(Dataset entries)

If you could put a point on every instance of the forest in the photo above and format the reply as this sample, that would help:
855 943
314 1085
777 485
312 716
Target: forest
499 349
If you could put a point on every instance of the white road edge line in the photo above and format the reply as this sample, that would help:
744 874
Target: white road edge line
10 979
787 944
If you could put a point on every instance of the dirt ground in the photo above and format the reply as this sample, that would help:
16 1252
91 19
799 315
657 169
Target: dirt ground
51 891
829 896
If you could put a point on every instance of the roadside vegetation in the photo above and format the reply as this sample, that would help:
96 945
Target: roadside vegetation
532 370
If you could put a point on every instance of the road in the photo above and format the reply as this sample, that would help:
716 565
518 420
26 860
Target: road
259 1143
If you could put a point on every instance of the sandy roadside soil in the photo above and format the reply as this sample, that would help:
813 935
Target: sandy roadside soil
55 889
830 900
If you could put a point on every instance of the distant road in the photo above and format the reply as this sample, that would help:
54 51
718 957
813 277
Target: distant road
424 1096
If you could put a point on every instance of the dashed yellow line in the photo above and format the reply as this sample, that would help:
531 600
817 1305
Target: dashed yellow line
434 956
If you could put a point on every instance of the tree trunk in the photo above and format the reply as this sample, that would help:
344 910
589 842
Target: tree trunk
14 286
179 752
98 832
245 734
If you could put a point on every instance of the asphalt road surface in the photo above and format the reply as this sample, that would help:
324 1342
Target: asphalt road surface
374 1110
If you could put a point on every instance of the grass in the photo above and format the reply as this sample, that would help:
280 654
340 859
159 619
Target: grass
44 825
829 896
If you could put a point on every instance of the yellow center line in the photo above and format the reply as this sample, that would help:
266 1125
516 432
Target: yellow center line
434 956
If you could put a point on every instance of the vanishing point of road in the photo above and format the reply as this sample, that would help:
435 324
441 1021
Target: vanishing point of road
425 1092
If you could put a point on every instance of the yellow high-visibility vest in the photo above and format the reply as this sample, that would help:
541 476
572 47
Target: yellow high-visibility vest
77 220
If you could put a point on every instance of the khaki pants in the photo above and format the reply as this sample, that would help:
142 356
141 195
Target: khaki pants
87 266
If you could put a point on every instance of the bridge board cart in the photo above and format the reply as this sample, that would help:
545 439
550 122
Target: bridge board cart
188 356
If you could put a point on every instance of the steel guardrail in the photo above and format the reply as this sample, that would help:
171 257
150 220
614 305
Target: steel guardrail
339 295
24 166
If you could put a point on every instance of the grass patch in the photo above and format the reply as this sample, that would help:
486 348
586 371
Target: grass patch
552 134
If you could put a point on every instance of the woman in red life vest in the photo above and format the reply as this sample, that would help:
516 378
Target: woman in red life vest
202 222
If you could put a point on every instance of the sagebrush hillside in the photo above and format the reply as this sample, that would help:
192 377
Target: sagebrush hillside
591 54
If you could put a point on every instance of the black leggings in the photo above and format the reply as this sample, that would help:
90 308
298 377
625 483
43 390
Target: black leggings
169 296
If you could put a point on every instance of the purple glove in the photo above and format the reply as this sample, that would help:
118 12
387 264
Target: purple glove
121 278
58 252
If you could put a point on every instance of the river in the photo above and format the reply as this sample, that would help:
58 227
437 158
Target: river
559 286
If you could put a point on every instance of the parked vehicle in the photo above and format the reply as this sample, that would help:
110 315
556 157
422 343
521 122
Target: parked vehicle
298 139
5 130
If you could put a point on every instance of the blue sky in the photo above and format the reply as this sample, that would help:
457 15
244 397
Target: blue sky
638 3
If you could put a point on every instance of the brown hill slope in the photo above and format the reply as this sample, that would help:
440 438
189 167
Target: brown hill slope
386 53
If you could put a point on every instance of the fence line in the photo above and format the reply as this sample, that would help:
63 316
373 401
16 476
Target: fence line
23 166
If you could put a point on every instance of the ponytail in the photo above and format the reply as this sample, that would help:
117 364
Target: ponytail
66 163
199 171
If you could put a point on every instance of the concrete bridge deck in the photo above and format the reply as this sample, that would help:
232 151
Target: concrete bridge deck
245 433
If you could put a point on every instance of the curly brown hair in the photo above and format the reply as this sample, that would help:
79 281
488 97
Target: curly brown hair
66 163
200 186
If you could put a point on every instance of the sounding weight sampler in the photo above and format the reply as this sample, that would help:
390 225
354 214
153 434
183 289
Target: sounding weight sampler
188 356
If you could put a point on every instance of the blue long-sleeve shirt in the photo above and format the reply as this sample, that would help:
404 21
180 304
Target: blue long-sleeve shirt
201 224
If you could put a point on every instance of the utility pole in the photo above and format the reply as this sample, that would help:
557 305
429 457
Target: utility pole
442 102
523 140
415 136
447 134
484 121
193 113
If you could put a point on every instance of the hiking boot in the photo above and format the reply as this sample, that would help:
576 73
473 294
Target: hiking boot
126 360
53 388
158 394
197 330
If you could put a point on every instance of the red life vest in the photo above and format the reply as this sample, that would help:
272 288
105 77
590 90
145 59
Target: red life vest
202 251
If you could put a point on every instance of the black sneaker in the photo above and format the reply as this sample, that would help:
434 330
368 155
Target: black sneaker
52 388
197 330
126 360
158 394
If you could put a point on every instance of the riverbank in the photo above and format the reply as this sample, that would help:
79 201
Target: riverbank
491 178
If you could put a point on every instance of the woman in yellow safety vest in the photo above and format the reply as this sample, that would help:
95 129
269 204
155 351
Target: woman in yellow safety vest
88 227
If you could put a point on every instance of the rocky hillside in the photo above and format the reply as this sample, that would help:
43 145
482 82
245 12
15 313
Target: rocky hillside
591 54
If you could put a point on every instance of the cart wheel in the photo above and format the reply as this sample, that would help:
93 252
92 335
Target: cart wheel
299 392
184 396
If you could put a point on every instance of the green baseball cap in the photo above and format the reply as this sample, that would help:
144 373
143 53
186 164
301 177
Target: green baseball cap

Exercise details –
I'd like every record written out exactly as given.

Answer for the task –
If you could put a point on every instance of the forest in the photo above and format the reply as this sample, that would help:
855 943
314 1085
777 485
312 716
Target: forest
499 349
If you could put a point on every instance of the white road edge line in the photo above and format the reply as this sample, that would help:
744 874
Target: white road edge line
10 979
787 944
If you could put a point on every instance of the dirt ground in the photo above and format the reply as this sample, that would help:
16 1252
91 19
799 315
657 169
Target: dirt ground
51 891
829 896
If you could put a point on every instance of the roadside vegetation in the photo above and format the reply as this sample, that would help:
96 945
Target: roadside vegetation
532 370
If you could put a point on every instance of the road in the photo above and format the reply as this sample, that would help:
716 565
518 420
26 860
Target: road
259 1143
If you could put a point on every instance of the sandy roadside soil in the photo above and format the reply as this sample, that would help:
813 935
Target: sandy roadside soil
55 889
830 900
If you could put a point on every instance of the distant road in the photo above and format the reply as this sample, that would help:
54 51
718 957
813 277
Target: distant road
424 1096
If you could put a point on every instance of the dashed yellow line in the photo above and format the reply as this sample, that would help:
531 600
817 1305
Target: dashed yellow line
434 956
If you could put a point on every instance of the tree trunk in the photo above and format the reply as this sample, that would help:
344 910
589 842
Target: tree trunk
14 286
179 752
98 832
245 734
If you could put a point on every instance of the asphalt road surface in the photo above and format the reply as this sample, that would help:
324 1342
Target: asphalt road surface
374 1110
If you could put a point on every instance of the grass in the photo above and format the reply as this sample, that would help:
280 654
340 859
159 619
Target: grass
44 825
829 896
If you could put a point on every instance of the yellow center line in the photo above and format the reply as this sample, that would help:
266 1125
516 432
Target: yellow center line
434 956
If you could put a point on every instance of the vanishing point of road in the photo above and format the reply as this sample, that would help:
435 324
441 1021
Target: vanishing point of road
425 1092
If you could put a point on every instance of the yellow high-visibility vest in the photo above and format the reply as this sample, that would help:
541 476
572 47
Target: yellow high-visibility vest
77 220
If you could put a point on every instance of the khaki pants in the photo above and format the reply as this sample, that would help:
142 356
141 195
Target: khaki pants
87 266
If you could put a point on every instance of the bridge board cart in the photo above and format the reply as this sample, that would help:
545 439
550 122
Target: bridge board cart
188 356
If you could put a point on every instance of the steel guardrail in the photo above and format the reply as this sample, that would help:
171 257
150 220
614 305
Target: steel guardrail
339 295
24 166
If you could put a point on every instance of the grass patch in the photo above and format the reply as this sample, that would help:
486 348
586 371
Target: grass patch
552 134
If you could put a point on every instance of the woman in red life vest in the photo above and format the reply as this sample, that would help:
516 378
Target: woman in red life vest
202 222
If you could put a point on every instance of the sagebrush hillside in the photo above and format the reply as this sample, that would help:
192 377
Target: sagebrush hillside
591 54
If you could put a point on every instance of the black leggings in the photo above and format the reply as this sample, that would help:
90 308
298 377
625 483
43 390
Target: black leggings
169 296
If you could put a point on every instance of the purple glove in the photo above and format the reply as this sample, that would help:
118 12
387 264
Target: purple glove
121 278
58 252
If you could put a point on every instance of the river in the photo above and format the reply as this sample, that would help:
58 227
437 158
Target: river
559 286
If you could put a point on every instance of the parked vehicle in the photo above and format the reply as this sample, that would help:
110 315
556 157
422 343
521 122
Target: parked vehicle
298 139
5 130
If you could put a point on every instance of the blue sky in the photo above and format the reply as this sample, that would help:
457 15
244 397
Target: blue sky
638 3
If you could put a point on every instance of the brown hill slope in the photo above and format the reply as this sample, that would help:
440 438
189 167
Target: brown hill slope
386 53
If you could put a point on every instance of the fence line in the photo above and format the reply as this sample, that would help:
63 316
373 401
16 476
Target: fence line
23 166
If you could put a point on every instance of the ponytail in the photo above and format the reply as this sample, that would help:
117 364
Target: ponytail
66 163
199 171
If you could put a point on every instance of the concrete bridge deck in the photo above and format the reply as this sample, that would help:
232 151
Target: concrete bridge deck
245 433
If you could put a point on every instance of the curly brown hair in the photo above and format the reply as this sample, that would help:
79 281
488 97
Target: curly brown hair
66 163
200 186
If you could put a point on every instance of the sounding weight sampler in the photo above and format the reply as this sample, that would help:
390 225
354 214
153 434
183 289
Target: sounding weight sampler
188 356
If you could put a point on every instance of the blue long-sleeve shirt in the photo above and format the reply as this sample, that would help:
404 21
180 304
Target: blue long-sleeve shirt
201 224
If you could put a point on every instance of the utility pole in the photo above and format the reply as this sample, that would help:
557 305
429 457
Target: utility pole
442 102
523 140
415 136
447 134
484 121
193 113
If you could put a point on every instance of the hiking boot in the photo above and format the reply as this sample, that would help:
576 73
473 294
Target: hiking boot
126 360
53 388
158 394
197 330
If you could put a point on every instance of the red life vest in the photo above and format the reply as this sample, that would help:
272 288
105 77
590 90
145 59
Target: red life vest
202 251
If you could put a point on every instance of the black sneaker in the photo above and format the reply as this sample, that would help:
434 330
368 155
Target: black sneaker
52 388
197 330
126 360
158 394
If you could put a point on every instance of the riverbank in the photo above and format the reply as this sample, that would help:
79 201
Target: riverbank
491 178
If you could put a point on every instance of the woman in yellow safety vest in the photo above and format the reply as this sample, that would help:
95 129
269 204
155 351
Target: woman in yellow safety vest
88 227
If you could put a point on every instance of the rocky hillside in the photo above and format the reply as this sample, that would help:
43 145
482 82
245 12
15 313
Target: rocky hillside
591 54
If you could put a point on every instance of the cart wheel in the photo above and format the reply as this sample, that would help:
93 252
92 335
Target: cart wheel
299 392
184 396
If you could put a point on every instance of the green baseball cap in the photo above and format the reply as this sample, that would help:
144 373
143 53
186 164
301 177
Target: green baseball cap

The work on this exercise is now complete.